Post n°305 pubblicato il 23 Novembre 2014 da torossis

 

  IL CAVALIER SERPENTE

   Perfidie di Stefano Torossi

  24 novembre 2014

     MUFFA E SPLENDORE

 

 Cominciamo con la muffa.

 Un pomeriggio di noia travolgente, ma ricco di approfondimenti sulle umane debolezze (sotto la coperta della cultura).

Tempo, luogo e occasione: mercoledì 19; Sala della Crociera al Collegio Romano, un magnifico ambiente zeppo fino al soffitto di libri plurisecolari; presentazione di "NOW, art before the future", curato da Crescentini e Domenicucci, un bel catalogo futuribile delle opere di una quarantina di artisti contemporanei e viventi.

Cinque i relatori annunciati: Bagnato, D'Amico, Siciliani, Lombardi, Nazio, ma siccome per caso c'è anche il pittore Ennio Calabria, ne approfittano per chiamarlo al tavolo a parlare. Non l'avessero mai fatto! Il maestro, dopo essersi schernito con un pericoloso: "Non mi aspettavo questo onore", attacca una tirata di venti minuti parlando molto di sé, del suo rapporto con l'arte, e di un collega morto recentemente, pace all'anima sua, che era suo carissimo amico.

Sopravviviamo, ma prima di sgattaiolare via durante l'ennesimo applauso di compiacenza, ci dobbiamo sorbire un altro po' di chiacchiere di quel genere particolare, chiaramente destinato alle orecchie dei colleghi.

Qui di seguito i tipi umani che si sono esibiti, un vero campionario da presentazione. Tutti nella lista dei relatori, ma non diciamo in che ordine.

Quello che recita la lezione senza prendere fiato, con la tipica concitazione ansiosa e ansiogena del primo della classe che vuol riuscire a dire tutto quello che sa, e fare bella figura. Molte parole inglesi, nomi di intellettuali a pioggia, fra i quali abbiamo sentito perfino Allevi! Faticoso da ascoltare perché ti condiziona sfavorevolmente la respirazione.

L'altro che arriverà tardi perché è in TV a farsi intervistare a "La vita in diretta", ma lo sostituisce un collega che però ha poco tempo anche lui perché è appena arrivato dal Messico, e ha un treno che lo aspetta per portarlo a Torino. Gente importante.

Ancora uno che deve scappare per altri impegni, ma fa in tempo a darci un sunto del suo inglese piuttosto casareccio. Risatine d'intesa della combriccola.

Durante tutta la faccenda ci assilla da uno schermo, in un loop senza fine, un insulso filmato di bambini che fluttuano in una specie di liquido amniotico. Naturalmente in bianco e nero un po' sfocato. Roba da video-art alla Biennale di Venezia, ma di trent'anni fa.

Questa fiera dell'autocompiacimento ci intristisce e ci spinge ad allontanarci prima della fine, non senza darci il pretesto per manifestare il nostro stato d'animo con un commento forse poco intellettuale, ma, ne siamo certi, comprensibile a tutti.
==================================================
Esercizio scritto:
Riscrivi il brano del post tra "IL CAVALIER SERPENTE" e "coperta della cultura).", estremi inclusi, sostituendo "noia" con "stanchezza".

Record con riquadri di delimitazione
==================================================
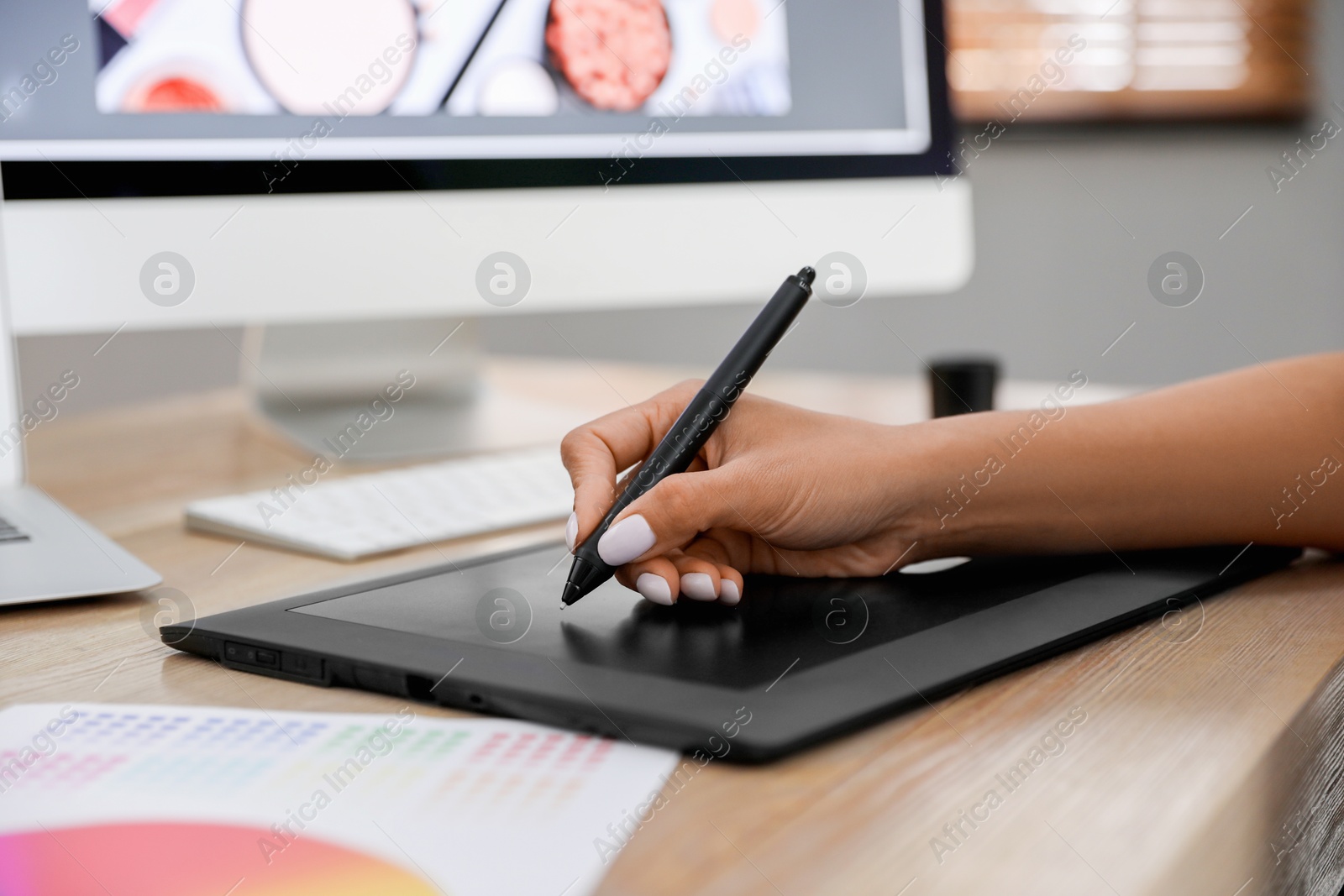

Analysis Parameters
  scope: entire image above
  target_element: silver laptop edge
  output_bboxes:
[0,164,163,605]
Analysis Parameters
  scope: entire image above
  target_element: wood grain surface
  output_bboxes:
[0,360,1344,896]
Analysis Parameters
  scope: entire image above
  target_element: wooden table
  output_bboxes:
[0,360,1344,896]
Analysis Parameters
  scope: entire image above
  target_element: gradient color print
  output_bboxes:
[0,822,442,896]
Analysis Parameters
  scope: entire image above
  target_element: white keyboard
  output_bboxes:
[186,446,574,560]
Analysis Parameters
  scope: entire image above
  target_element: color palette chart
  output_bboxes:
[0,704,676,896]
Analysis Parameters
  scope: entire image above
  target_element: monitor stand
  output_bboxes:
[244,318,580,464]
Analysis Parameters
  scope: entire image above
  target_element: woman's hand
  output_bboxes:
[560,383,918,605]
[560,354,1344,603]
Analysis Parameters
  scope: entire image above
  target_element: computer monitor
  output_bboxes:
[0,0,972,459]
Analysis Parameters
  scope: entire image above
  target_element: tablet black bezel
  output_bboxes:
[161,542,1299,762]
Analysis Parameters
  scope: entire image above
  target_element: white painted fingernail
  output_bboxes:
[719,579,742,607]
[634,572,672,607]
[596,513,657,567]
[681,572,719,600]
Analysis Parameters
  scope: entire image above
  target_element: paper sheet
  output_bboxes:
[0,704,677,896]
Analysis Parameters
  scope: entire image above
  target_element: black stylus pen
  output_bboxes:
[560,267,817,605]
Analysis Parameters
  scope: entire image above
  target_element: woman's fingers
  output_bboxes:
[596,466,754,565]
[560,383,695,549]
[617,551,742,605]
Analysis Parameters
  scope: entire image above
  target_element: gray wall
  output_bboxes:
[18,0,1344,412]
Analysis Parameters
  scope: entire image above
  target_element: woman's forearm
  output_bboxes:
[914,354,1344,556]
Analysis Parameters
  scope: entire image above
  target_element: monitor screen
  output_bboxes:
[0,0,946,197]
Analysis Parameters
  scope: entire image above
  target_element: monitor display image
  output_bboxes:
[0,0,932,160]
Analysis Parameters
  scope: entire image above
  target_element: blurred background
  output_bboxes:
==================================================
Risultato dell'esercizio:
IL CAVALIER SERPENTE

   Perfidie di Stefano Torossi

  24 novembre 2014

     MUFFA E SPLENDORE

 

 Cominciamo con la muffa.

 Un pomeriggio di stanchezza travolgente, ma ricco di approfondimenti sulle umane debolezze (sotto la coperta della cultura).